● **Recorded data**
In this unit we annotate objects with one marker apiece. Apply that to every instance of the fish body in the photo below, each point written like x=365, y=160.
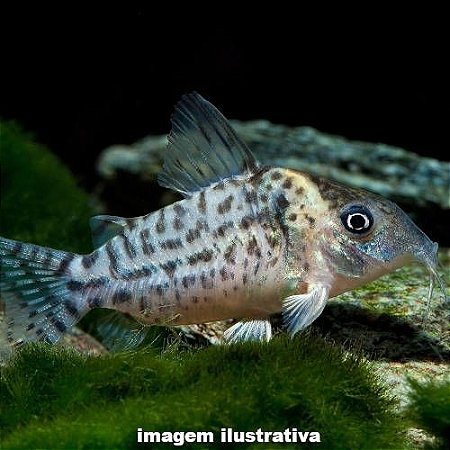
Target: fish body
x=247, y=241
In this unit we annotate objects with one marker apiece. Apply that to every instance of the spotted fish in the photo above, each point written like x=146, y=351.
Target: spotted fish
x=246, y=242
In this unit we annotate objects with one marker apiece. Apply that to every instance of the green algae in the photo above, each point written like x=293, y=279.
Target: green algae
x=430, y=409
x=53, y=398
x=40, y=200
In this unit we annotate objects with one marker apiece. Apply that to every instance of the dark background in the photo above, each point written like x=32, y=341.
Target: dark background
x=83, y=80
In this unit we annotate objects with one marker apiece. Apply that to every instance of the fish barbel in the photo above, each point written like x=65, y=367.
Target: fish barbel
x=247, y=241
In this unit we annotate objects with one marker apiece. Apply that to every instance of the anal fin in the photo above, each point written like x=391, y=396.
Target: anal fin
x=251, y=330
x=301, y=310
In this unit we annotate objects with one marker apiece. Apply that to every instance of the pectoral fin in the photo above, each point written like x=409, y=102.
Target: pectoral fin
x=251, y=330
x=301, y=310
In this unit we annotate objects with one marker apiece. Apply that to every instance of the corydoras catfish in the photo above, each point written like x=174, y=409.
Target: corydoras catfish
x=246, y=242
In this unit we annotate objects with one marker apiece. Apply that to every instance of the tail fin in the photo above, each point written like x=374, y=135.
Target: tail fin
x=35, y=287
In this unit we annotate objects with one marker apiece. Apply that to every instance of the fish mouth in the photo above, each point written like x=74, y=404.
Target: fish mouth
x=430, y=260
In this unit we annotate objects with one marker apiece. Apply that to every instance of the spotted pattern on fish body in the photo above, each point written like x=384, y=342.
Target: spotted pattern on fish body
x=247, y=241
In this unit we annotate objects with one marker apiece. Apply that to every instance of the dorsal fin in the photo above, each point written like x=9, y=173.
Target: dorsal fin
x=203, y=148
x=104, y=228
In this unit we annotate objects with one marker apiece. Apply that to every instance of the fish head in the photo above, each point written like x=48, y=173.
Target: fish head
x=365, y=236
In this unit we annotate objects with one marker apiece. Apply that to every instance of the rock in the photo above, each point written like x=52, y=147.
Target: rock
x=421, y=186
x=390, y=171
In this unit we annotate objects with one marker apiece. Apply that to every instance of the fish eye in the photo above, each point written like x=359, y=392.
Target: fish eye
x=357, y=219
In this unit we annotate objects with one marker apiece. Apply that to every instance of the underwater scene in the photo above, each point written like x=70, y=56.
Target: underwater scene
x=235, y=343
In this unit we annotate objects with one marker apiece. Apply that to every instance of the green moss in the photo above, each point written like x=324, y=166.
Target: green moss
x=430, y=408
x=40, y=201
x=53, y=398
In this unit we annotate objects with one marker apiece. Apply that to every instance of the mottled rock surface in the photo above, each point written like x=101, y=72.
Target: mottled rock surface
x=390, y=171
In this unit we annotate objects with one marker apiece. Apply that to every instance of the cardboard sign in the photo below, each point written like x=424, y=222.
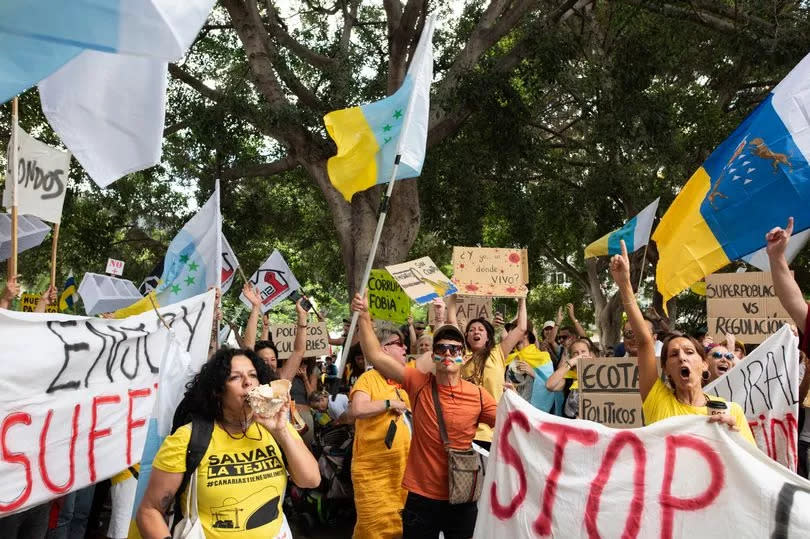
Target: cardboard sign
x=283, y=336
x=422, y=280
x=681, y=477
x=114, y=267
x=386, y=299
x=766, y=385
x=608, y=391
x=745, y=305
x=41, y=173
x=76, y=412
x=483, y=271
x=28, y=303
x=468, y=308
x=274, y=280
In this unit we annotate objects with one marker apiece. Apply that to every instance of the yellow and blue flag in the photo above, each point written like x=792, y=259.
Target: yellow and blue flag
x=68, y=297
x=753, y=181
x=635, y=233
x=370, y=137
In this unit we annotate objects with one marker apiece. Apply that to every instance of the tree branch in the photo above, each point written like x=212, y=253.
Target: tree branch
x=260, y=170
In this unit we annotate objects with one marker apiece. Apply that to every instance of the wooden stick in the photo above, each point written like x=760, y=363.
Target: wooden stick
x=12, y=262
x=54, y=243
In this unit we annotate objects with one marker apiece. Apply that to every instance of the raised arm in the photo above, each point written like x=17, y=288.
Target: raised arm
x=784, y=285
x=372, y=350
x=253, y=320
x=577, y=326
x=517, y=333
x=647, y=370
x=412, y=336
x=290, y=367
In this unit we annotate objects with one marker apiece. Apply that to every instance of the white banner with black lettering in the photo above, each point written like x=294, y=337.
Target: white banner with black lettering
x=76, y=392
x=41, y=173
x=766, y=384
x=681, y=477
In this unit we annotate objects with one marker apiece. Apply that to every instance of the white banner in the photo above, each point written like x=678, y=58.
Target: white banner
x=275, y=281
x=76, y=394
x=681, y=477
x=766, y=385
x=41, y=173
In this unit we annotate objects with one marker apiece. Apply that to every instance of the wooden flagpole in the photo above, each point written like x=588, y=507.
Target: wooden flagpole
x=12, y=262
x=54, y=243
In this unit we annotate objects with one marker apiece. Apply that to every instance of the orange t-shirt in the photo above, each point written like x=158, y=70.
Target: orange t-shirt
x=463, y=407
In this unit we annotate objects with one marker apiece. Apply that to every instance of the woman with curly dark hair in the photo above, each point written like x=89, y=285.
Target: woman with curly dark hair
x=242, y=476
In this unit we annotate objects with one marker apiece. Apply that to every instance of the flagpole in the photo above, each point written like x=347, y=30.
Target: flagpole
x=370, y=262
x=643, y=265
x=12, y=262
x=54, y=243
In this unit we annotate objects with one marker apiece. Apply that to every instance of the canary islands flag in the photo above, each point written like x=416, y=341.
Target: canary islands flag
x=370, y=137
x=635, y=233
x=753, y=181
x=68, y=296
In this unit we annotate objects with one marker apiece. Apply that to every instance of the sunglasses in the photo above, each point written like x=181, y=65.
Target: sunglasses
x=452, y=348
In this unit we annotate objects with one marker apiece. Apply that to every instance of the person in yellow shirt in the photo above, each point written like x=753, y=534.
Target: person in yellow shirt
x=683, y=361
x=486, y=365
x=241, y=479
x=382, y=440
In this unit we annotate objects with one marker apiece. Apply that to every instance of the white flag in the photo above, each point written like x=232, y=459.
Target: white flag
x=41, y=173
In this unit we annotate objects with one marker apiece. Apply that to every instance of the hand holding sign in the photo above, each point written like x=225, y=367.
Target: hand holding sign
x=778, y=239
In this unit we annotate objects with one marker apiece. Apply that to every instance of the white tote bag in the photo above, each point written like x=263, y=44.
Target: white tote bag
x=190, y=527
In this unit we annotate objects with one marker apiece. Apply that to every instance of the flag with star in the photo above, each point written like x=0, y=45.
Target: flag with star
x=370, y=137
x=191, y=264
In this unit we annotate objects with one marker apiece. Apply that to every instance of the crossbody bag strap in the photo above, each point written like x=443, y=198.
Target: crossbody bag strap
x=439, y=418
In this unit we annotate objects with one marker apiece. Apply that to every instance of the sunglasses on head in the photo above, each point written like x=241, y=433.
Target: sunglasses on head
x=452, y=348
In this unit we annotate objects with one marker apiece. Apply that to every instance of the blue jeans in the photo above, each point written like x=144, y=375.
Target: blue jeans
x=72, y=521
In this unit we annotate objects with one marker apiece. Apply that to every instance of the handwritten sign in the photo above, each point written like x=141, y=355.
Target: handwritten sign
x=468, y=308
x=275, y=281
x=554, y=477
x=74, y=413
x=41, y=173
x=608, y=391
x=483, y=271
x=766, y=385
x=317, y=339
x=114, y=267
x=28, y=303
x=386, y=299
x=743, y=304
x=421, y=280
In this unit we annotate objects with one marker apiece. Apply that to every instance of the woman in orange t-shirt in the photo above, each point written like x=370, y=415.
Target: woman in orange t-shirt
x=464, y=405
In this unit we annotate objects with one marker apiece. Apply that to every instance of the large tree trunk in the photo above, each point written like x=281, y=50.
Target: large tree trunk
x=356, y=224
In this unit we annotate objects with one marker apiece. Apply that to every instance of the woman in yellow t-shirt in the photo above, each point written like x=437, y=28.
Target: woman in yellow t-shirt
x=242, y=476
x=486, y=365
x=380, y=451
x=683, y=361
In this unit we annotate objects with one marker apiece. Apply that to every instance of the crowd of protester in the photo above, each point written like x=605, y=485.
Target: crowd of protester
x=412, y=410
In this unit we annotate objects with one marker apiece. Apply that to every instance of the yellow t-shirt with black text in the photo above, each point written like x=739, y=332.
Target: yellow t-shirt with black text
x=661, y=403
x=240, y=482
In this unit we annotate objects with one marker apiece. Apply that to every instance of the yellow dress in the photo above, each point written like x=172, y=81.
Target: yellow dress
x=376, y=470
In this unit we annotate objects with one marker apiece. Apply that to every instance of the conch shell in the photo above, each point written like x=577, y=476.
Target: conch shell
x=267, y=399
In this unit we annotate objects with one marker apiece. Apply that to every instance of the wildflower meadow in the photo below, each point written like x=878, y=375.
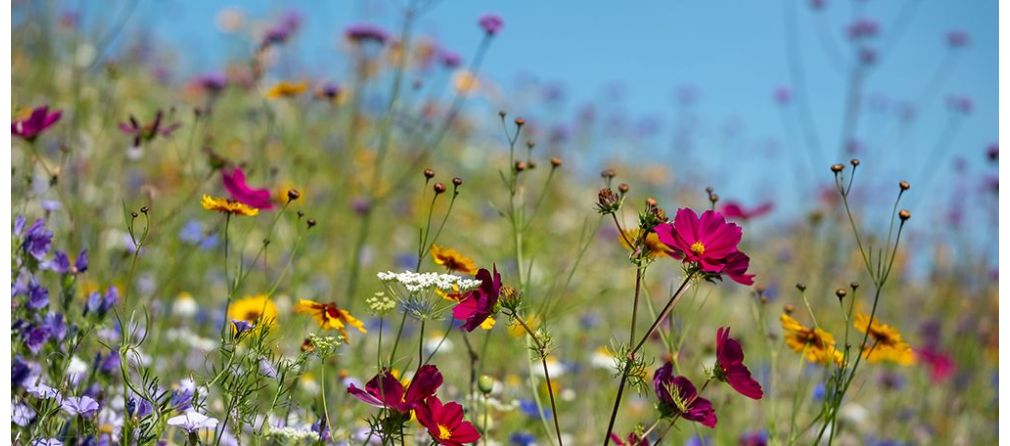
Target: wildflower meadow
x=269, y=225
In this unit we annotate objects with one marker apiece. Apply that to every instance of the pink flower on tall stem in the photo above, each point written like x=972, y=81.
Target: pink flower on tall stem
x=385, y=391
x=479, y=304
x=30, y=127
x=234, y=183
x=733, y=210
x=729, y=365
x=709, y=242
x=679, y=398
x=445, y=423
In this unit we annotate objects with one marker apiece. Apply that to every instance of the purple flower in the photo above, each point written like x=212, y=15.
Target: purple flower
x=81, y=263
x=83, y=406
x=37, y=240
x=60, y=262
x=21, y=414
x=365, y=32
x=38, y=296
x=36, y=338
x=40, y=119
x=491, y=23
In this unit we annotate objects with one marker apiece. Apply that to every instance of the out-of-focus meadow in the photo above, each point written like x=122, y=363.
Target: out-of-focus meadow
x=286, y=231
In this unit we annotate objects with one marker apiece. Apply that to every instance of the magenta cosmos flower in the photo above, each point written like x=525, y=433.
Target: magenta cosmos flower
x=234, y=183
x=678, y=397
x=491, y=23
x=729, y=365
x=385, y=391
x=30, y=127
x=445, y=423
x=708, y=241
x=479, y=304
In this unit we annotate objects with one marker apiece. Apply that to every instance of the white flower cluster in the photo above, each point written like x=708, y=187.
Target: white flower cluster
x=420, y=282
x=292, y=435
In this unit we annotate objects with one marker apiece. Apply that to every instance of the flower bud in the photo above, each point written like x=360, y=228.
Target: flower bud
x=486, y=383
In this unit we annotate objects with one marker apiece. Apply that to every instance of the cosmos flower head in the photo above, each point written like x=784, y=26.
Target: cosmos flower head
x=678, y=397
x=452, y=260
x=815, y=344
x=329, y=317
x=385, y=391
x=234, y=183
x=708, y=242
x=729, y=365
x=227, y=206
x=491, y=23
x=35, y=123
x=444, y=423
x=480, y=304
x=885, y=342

● **Task prompt**
Return the records word for word, from the first line up to and including the line that contains "x=40, y=200". Leave the pictures out of your copy.

● **Answer in full**
In this unit we annotate objects with one marker apiece. Apply that to every instance of the fish body in the photo below, each point written like x=365, y=160.
Target: fish body
x=247, y=241
In this unit we annotate objects with one marker apiece. Apply that to every instance of the spotted fish in the photo above, each point written like x=146, y=351.
Target: spotted fish
x=246, y=242
In this unit we annotate objects with one marker apiece. Apply that to every instance of the green algae in the photo above, each point written like x=293, y=279.
Target: green algae
x=430, y=409
x=53, y=398
x=40, y=200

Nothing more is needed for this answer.